* **Challenges**
1) Summarize the text below on the Bhikkhu-vibhanga translation in two sentences.
2) From the text below on the Bhikkhu-vibhanga translation, list every English term the translator rejected as a rendering of bhikkhu.

── Page text

Vinaya Pitaka (1): Bhikkhu-vibhanga (the analysis of Monks’ rules)

by I. B. Horner | 2014 | 345,334 words | ISBN-13: 9781921842160

The English translation of the Bhikkhu-vibhanga: the first part of the Suttavibhanga, which itself is the first book of the Pali Vinaya Pitaka, one of the three major ‘baskets’ of Therevada canonical literature. It is a collection of rules for Buddhist monks. The English translation of the Vinaya-pitaka (first part, bhikkhu-vibhanga) contains many...

Translation of the term bhikkhu

The translation of the term bhikkhu presents many difficulties. I have selected the term “monk” and have rejected “mendicant, almsman, brother, friar,” not necessarily because “monk” is the most literal, but, for reasons which I will state shortly, it appears to me the best and most suitable rendering.

Although neither “monk,” nor the terms rejected, are precise equivalents for bhikkhu, I could not find sufficient grounds for leaving bhikkhu untranslated, as though it were untranslatable. Further, I became more and more convinced that where an English word is possible, where it coincides to some extent with the significance of the Pali, although the known facts of history preclude full identity of meaning, it is more desirable to use it than to leave the word untranslated. Untranslated words are balking to the English reader, and it is for the English reader that this series is primarily designed. But before giving the reasons which determined my choice of “monk” as the nearest equivalent for bhikkhu, a few words must be said about each of the terms that has not been selected.

“Mendicant,” literally “a beggar for alms,” from mendicare, to beg, mendicus, “a beggar,” is also doubtless etymologically correct[1] as a translation of bhikkhu. BD.1.xli Yet, I think, it lays too much emphasis on one aspect only of the bhikkhu’s life, and ignores the other connotations of bhikkhu adduced by the Old Commentary,[2] as well as his functions of meditation and preaching. Moreover, in English it has no feminine, unless one falls back on the cumbersome “woman (or female) mendicant” as one is forced to say “woman (or female) slave” (dāsī) and “woman (or female) recluse” (samaṇī), a practice to be avoided as far as possible.

────
── Dataset entries

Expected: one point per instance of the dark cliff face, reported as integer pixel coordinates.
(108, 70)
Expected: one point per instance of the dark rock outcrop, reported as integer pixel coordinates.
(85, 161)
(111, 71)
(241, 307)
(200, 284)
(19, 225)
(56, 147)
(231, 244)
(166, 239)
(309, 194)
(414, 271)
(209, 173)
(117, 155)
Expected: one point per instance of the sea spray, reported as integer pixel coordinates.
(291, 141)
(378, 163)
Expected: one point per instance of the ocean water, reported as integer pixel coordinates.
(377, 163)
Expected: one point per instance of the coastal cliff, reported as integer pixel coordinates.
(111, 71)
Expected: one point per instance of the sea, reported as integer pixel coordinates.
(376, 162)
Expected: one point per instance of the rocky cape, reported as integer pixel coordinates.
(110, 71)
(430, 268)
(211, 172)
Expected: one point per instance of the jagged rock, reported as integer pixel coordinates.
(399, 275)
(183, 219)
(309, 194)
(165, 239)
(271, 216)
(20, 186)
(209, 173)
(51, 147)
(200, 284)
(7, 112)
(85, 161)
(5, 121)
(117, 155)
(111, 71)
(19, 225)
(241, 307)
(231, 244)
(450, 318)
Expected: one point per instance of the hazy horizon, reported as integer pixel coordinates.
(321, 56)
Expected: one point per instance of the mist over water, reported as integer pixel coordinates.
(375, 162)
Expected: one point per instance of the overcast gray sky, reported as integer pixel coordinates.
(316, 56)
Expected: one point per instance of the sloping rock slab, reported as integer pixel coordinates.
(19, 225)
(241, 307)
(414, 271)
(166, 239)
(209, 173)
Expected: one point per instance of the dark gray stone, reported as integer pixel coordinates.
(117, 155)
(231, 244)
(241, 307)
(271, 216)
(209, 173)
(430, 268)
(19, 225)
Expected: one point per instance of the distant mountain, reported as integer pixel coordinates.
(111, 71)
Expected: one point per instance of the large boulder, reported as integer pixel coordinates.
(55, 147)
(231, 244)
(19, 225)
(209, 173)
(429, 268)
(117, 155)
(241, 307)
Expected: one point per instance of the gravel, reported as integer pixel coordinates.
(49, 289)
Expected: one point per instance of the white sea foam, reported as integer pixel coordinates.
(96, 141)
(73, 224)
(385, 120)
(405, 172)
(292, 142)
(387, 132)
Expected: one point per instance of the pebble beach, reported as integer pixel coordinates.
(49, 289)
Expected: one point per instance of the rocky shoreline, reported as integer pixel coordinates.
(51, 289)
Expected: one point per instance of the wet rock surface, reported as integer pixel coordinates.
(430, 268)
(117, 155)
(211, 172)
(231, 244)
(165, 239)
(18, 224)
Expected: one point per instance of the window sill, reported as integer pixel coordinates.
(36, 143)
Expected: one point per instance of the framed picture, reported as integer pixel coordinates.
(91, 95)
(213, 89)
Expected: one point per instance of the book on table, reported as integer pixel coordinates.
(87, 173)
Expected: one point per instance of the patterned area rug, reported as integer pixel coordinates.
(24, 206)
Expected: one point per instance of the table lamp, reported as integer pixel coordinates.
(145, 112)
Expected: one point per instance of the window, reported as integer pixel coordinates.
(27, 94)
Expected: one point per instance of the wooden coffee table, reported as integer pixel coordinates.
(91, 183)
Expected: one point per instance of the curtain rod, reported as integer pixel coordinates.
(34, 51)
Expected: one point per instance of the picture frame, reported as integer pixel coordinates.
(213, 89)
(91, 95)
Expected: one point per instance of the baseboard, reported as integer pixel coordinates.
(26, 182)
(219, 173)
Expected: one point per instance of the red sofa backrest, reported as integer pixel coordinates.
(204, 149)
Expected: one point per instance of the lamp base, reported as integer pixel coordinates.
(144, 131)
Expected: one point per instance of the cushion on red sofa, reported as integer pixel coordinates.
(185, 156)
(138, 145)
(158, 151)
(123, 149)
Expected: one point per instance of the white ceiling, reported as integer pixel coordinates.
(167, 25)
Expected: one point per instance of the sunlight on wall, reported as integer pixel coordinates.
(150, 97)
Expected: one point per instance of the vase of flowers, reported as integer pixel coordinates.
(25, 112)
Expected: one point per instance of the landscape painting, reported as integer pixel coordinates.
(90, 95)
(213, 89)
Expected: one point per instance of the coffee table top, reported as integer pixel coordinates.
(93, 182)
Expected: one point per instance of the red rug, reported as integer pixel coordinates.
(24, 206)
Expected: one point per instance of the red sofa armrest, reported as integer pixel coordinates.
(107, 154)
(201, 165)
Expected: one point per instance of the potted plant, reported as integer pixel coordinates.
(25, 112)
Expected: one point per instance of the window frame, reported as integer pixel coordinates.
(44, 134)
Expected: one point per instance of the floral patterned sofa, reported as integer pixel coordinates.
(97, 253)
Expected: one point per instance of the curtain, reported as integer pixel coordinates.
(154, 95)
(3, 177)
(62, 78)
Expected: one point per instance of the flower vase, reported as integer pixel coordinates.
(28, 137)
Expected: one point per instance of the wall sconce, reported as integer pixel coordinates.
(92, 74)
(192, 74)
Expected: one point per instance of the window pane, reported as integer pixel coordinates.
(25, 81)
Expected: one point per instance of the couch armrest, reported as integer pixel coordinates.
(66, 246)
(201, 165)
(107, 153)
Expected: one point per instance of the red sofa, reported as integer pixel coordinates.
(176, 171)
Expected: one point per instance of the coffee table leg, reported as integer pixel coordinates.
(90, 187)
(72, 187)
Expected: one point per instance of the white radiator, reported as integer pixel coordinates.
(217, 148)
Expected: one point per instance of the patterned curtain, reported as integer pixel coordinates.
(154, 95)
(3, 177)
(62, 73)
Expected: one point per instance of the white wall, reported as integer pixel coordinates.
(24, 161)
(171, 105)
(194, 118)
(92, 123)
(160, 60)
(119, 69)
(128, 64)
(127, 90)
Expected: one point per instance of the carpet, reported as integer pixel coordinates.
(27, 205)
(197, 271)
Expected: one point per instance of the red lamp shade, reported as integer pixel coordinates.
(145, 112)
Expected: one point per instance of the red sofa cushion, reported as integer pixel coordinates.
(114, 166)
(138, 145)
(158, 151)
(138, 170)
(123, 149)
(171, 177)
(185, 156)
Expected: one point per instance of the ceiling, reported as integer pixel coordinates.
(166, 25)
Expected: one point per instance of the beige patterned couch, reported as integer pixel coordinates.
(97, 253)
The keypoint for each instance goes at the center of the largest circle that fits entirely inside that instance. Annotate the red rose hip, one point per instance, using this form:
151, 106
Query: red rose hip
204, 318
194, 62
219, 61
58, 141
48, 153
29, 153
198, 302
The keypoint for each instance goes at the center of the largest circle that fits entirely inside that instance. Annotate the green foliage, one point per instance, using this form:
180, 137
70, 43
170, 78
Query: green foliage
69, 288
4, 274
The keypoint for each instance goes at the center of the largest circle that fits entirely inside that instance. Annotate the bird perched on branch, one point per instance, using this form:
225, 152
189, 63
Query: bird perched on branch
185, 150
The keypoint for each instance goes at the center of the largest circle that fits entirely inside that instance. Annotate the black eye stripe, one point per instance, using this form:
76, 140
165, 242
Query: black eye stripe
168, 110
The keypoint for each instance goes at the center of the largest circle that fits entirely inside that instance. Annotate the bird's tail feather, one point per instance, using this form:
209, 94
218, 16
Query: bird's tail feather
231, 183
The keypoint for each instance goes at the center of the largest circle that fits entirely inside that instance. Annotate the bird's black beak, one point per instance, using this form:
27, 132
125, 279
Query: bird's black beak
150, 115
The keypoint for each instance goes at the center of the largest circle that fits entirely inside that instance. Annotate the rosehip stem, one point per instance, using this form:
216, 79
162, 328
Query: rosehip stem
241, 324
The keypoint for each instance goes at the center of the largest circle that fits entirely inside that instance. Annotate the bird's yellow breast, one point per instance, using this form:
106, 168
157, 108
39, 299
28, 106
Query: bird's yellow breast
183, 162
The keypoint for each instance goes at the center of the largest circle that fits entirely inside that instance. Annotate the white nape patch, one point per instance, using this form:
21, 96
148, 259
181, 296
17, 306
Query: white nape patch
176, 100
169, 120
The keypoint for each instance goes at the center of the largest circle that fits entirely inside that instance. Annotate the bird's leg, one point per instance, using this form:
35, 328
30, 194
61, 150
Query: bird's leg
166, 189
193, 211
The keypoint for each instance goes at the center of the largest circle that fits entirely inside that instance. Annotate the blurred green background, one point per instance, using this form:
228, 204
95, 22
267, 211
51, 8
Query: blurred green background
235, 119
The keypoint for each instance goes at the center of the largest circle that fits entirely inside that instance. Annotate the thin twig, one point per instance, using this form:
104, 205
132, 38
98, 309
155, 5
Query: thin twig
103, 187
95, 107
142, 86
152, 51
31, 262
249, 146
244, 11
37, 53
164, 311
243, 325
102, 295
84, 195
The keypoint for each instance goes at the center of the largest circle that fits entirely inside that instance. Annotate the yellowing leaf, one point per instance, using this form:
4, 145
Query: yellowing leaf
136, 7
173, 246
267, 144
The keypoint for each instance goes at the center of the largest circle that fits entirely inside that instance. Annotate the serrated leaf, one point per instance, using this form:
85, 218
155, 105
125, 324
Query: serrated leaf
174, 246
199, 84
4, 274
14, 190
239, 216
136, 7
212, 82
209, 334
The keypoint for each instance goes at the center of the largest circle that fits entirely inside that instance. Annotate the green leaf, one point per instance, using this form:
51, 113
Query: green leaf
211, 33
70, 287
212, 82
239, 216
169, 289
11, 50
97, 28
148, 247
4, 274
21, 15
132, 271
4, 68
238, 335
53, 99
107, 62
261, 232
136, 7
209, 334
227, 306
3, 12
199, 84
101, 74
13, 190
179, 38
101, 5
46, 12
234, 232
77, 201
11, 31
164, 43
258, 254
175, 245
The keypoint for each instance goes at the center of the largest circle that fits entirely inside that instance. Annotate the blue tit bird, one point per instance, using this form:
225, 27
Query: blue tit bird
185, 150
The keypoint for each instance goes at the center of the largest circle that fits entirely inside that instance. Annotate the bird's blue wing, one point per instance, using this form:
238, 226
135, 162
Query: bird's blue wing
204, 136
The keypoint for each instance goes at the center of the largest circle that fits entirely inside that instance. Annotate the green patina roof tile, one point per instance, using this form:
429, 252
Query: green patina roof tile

────

* **Written answers**
1) The text introduces I. B. Horner's 2014 English translation of the Bhikkhu-vibhanga, the first part of the Suttavibhanga in the Pali Vinaya Pitaka, a collection of rules for Buddhist monks. The translator explains choosing "monk" for bhikkhu rather than leaving the word untranslated or using "mendicant," which stresses only one aspect of the bhikkhu's life and has no feminine in English.

2) mendicant, almsman, brother, friar